**EXERCISE GOAL:**
Copy each line of the data below word for word, leaving nothing out and changing nothing.

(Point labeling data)
--------

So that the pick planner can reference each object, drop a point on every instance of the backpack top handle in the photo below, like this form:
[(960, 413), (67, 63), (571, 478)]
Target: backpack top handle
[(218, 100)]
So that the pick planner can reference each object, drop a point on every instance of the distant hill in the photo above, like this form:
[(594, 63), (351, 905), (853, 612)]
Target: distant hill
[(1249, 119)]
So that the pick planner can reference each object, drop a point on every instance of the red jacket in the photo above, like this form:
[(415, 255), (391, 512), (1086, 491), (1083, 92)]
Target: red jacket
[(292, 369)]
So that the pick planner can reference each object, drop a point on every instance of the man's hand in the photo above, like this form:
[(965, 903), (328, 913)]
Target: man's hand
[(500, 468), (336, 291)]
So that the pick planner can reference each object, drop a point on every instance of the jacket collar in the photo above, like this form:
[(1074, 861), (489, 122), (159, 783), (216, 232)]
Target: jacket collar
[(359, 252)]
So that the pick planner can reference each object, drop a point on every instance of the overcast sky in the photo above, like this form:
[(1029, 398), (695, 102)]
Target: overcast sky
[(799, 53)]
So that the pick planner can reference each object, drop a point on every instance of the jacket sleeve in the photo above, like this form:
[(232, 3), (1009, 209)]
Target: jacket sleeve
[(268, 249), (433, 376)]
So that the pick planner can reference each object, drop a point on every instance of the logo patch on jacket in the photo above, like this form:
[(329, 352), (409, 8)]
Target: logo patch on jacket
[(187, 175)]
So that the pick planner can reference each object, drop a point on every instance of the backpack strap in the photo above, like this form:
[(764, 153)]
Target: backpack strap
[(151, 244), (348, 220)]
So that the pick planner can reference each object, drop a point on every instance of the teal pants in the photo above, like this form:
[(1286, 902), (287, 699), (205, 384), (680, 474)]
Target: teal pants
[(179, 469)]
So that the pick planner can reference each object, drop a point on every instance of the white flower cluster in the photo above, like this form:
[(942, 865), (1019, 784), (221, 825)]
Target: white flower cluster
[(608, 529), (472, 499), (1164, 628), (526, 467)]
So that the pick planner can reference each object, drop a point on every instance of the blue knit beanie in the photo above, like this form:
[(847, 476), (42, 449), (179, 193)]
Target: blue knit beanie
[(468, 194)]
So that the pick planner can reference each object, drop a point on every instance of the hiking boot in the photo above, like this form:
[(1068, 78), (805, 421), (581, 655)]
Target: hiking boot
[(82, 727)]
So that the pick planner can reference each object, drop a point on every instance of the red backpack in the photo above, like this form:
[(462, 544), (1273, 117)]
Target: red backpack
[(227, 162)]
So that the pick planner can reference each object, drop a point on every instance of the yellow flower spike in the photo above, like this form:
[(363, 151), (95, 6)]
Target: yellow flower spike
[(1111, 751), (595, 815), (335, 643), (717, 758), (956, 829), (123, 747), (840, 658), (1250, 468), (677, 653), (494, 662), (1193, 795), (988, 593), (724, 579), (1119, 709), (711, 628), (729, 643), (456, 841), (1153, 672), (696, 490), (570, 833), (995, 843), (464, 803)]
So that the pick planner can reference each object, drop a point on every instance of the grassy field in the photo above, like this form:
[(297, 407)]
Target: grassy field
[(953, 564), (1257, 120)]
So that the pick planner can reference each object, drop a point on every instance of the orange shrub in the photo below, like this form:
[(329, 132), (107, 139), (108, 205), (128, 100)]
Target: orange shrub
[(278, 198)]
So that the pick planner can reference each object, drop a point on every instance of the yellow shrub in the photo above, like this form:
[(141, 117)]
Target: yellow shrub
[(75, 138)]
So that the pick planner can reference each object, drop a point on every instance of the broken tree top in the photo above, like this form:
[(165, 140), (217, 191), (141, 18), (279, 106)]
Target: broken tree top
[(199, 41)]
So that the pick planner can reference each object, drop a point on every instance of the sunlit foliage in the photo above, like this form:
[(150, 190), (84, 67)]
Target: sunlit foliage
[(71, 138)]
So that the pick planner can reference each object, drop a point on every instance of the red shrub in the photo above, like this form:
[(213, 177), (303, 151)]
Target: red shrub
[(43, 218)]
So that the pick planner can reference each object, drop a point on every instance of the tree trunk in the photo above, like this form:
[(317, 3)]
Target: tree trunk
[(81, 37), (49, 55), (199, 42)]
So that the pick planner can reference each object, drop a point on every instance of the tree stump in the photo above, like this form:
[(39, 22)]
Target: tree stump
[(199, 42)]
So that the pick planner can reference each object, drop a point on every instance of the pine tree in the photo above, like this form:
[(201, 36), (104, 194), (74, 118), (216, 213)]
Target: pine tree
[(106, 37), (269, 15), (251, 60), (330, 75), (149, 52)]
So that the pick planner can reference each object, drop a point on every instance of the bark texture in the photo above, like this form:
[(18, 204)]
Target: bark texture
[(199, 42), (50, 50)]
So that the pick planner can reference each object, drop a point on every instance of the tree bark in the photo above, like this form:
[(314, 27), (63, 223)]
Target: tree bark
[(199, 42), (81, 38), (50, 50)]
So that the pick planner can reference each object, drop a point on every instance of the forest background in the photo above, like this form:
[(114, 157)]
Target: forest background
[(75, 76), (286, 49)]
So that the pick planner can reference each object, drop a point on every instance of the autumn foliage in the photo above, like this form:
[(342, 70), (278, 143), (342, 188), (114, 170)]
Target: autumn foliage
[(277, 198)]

--------

**COMPLETE ANSWER:**
So that the pick planner can reference each object, drop a point on every instance of the backpack top handle in the photo below, like this form:
[(960, 413), (67, 63), (571, 478)]
Target: backpack top handle
[(218, 100)]
So that the pick planner can reference each object, drop a point on every instance of the distant hill in the photo above, like this form:
[(594, 63), (351, 905), (853, 612)]
Target: distant hill
[(1249, 119)]
So that the pick planner can reference each object, drop a point on every instance of the red jacket in the photo above, like this form:
[(415, 255), (391, 512), (1086, 491), (1083, 92)]
Target: red jacket
[(292, 369)]
So that the pick planner can reference each object, drop a point on every instance of the man's hand in the photo above, like this form:
[(965, 903), (328, 913)]
Target: man's hand
[(500, 468), (336, 291)]
So that the pick planner can reference each object, drop a point on every instance of the jacket collar in the photo above, like this form:
[(1074, 861), (489, 122), (159, 783), (216, 232)]
Target: jacket collar
[(359, 252)]
So that the pick planner can reference each object, drop a point on every instance of the overcast sky in the photo above, like this form:
[(1029, 398), (695, 102)]
Target: overcast sky
[(799, 53)]
So that the pick planner can reference each object, drop a point on every instance of the jacket sleeve in the photo above, like this form:
[(232, 3), (1009, 209)]
Target: jacket sleeve
[(268, 249), (433, 376)]
So that the pick planner can reference each object, drop a point on every instance of the logo patch on jacket in the photo above, like this form:
[(329, 352), (409, 8)]
Target: logo patch on jacket
[(187, 175)]
So that the pick planner can reference each object, drop a point on every instance of the backpack strap in the photo above, like this form:
[(764, 153)]
Target: backpack strap
[(151, 244), (348, 220)]
So that the pick planner can reference each object, drop a point on every instance of the teal pants in the photo above, like this form:
[(1286, 902), (287, 699), (205, 384), (680, 474)]
Target: teal pants
[(179, 469)]
So that the pick planner can reference each object, drop a point on every instance of the white flower cluster in the photo above, like this form:
[(942, 865), (1019, 784), (221, 825)]
Target: white flower cluster
[(608, 529), (472, 499), (1164, 628), (526, 467)]
So that the pick planner can reference each object, drop a point on every instance of the blue knit beanie in the photo above, like this form:
[(847, 476), (42, 449), (179, 193)]
Target: blue knit beanie
[(468, 194)]
So that the pick planner can reference each object, drop a point on every instance of the hiking boot in the photo above, like this form:
[(1068, 78), (805, 421), (581, 655)]
Target: hiking boot
[(82, 727)]
So that the pick planner can reference each object, drop a point on every instance of the red backpack in the photo above, like this form:
[(462, 544), (1273, 117)]
Target: red backpack
[(227, 162)]
So that the pick planner can reference each object, drop a point on every instance of the yellow flower spike in the photo above, like this form:
[(363, 151), (95, 6)]
Target: yellow flower spike
[(1111, 751), (595, 815), (335, 643), (717, 758), (956, 829), (123, 747), (840, 658), (1250, 468), (677, 653), (494, 662), (1193, 795), (988, 593), (724, 579), (1119, 709), (711, 628), (729, 643), (456, 841), (1153, 672), (696, 490), (570, 833), (995, 843), (464, 803)]
So that the pick planner can reference each object, drop a point on every instance of the grassy field in the photo above, like this form:
[(297, 407)]
Target: grassy field
[(953, 564), (1257, 120)]
So that the pick planner can reference each object, drop a point on every instance of the orange shrub in the photo below, like this form:
[(329, 132), (107, 139), (108, 205), (128, 100)]
Target: orange shrub
[(278, 198)]
So that the pick planner can reference each object, drop a point on every instance of the yellow shrub in the photo above, like this form:
[(141, 117)]
Target: yellow shrub
[(75, 138)]
So that the pick planner can reference each object, drop a point on every instance of the broken tree top in the photo above, like this form:
[(165, 140), (217, 191), (141, 18), (279, 106)]
Target: broken tree top
[(199, 41)]
So that the pick planner can reference each object, drop a point on every instance of the sunlit foliage in the photo above, like this form:
[(150, 190), (84, 67)]
Target: sunlit foliage
[(71, 138)]
So that the pick planner can reference each object, drop a point on every instance of the red shrub in the photo above, like this form:
[(213, 177), (303, 151)]
Target: red shrub
[(43, 218)]
So that the pick planner can reference each object, drop a point on every instance of the tree trunk in the photo above, like this form:
[(317, 3)]
Target: tree trunk
[(81, 37), (49, 55), (199, 42)]
So that the pick planner can reference each object, drop a point on every instance of the tree stump in the photo above, like this form:
[(39, 22)]
Target: tree stump
[(199, 42)]
So that the pick planner can reference each object, drop a point on every instance of the pine tree in the photo above, like this form:
[(201, 36), (104, 194), (74, 118), (216, 213)]
Target: pine tree
[(106, 37), (269, 15), (251, 60), (330, 75), (149, 52)]
So that the pick planner can reference each object, drop a point on every instance of the bark texture in the photo above, like this form:
[(18, 204)]
Target: bark texture
[(199, 42), (50, 50)]
So that the pick planner can reference each object, drop a point on every instance of the tree bark in the photo above, like this form:
[(314, 27), (63, 223)]
Target: tree bark
[(199, 42), (81, 38), (50, 50)]
So that the pick planner can reference each object, drop a point on every instance of the forest background in the photo above, like this form:
[(114, 157)]
Target: forest background
[(75, 76), (286, 49)]
So that the pick planner can reference each object, drop a point on every instance of the autumn foliage in the photo above, like this form:
[(342, 70), (278, 143), (342, 188), (114, 170)]
Target: autumn foliage
[(277, 198)]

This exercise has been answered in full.